Quando si parla di Aceto Balsamico Tradizionale è sempre una questione di tempo. Quello che occorre per la raccolta delle uve, per la cottura del mosto, per la sua stabilizzazione e per l’invecchiamento. Ma è anche il tempo legato a una storia, quella di grandi famiglie nobili che nei solai e nei granai delle case custodivano gelosamente, come oggetto di valore da tramandare nei testamenti, non solo questo liquido, ma anche gli strumenti per ottenerlo.
C’è dunque una sorta di sacralità dietro alla sua produzione, un’aura di prestigio legata al suo passato che non lo ha mai reso indispensabile al mero sostentamento quotidiano, bensì l’ha posizionato tra gli alimenti di pregio come condimento prezioso che diventa oggetto di “culto”. Considerato in passato come un balsamo per il corpo e per lo spirito, mantiene nei secoli questa nomea d’eccezione che lo rende oggi degno protagonista di piatti di alta cucina e indiscusso oggetto di piacere per veri intenditori. Occorre però fare attenzione: non tutto l’Aceto Balsamico è uguale ed è proprio il fattore tempo a decretarne una differenza fondamentale.

------------------------------------

**Compiti da svolgere:**
a – Elenca le fasi della produzione dell'Aceto Balsamico Tradizionale che, secondo il testo di riferimento, richiedono tempo.
b – Riprendi il testo sull'Aceto Balsamico Tradizionale e proseguilo dopo la sua ultima frase.

------------------------------------

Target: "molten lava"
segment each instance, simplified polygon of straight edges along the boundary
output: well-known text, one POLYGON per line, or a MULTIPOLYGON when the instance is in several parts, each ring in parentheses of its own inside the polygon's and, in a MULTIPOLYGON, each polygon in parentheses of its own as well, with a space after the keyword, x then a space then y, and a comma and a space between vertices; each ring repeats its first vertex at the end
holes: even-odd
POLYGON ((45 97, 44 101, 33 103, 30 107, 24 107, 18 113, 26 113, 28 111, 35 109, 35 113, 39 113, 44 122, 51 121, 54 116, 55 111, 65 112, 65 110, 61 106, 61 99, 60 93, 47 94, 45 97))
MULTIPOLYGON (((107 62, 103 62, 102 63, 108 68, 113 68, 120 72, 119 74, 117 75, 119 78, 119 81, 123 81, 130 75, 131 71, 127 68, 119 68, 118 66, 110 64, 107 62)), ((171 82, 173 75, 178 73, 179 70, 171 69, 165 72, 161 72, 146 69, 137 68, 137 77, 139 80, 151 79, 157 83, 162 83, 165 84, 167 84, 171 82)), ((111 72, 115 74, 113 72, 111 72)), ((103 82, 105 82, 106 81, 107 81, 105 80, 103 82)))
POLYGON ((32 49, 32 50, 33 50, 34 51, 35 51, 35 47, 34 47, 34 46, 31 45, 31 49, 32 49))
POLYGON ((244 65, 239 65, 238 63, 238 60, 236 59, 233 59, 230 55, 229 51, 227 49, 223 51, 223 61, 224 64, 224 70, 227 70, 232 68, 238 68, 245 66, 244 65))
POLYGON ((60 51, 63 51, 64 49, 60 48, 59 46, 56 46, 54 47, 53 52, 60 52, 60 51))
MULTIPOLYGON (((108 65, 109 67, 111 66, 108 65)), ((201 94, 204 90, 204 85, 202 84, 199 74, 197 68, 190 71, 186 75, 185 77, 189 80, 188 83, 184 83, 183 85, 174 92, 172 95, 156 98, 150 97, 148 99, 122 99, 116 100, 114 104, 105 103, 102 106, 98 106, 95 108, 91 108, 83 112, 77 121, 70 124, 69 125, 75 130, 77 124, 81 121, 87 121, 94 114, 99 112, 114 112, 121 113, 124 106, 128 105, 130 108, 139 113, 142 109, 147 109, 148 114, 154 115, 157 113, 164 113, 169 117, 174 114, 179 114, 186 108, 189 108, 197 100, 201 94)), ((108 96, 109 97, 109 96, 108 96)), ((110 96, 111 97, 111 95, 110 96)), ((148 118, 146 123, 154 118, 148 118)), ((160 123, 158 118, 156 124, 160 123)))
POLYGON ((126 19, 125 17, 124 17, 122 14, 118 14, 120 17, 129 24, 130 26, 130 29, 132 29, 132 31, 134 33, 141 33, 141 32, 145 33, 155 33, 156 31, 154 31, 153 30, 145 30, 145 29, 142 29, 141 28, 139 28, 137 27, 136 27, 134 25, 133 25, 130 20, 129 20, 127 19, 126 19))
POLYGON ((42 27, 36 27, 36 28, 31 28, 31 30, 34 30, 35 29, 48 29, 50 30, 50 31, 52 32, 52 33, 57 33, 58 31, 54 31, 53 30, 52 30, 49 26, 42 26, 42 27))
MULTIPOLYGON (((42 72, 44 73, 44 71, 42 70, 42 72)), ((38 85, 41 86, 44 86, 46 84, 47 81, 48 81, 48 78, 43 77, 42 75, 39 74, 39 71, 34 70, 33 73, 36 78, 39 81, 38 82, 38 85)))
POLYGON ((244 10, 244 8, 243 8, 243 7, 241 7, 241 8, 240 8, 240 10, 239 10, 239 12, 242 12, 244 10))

------------------------------------

**Risposte per compito:**
a –
- raccolta delle uve
- cottura del mosto
- stabilizzazione
- invecchiamento

b –
Le origini dell’Aceto Balsamico Tradizionale
Il primo documento storico in cui si parla di un prodotto riconducibile al Balsamico Tradizionale è il Vitae Mathildis del monaco benedettino Doninzone composto tra il 1111 e il 1116: un dono prezioso che il marchese Bonifacio, padre di Matilde di Canossa, fece a Enrico III, imperatore di Germania su sua richiesta stessa. Fu regalato in una botticella d’argento e attesta, nell’attuale provincia di Reggio Emilia, la tradizione di un liquido agrodolce legato ai Canossa.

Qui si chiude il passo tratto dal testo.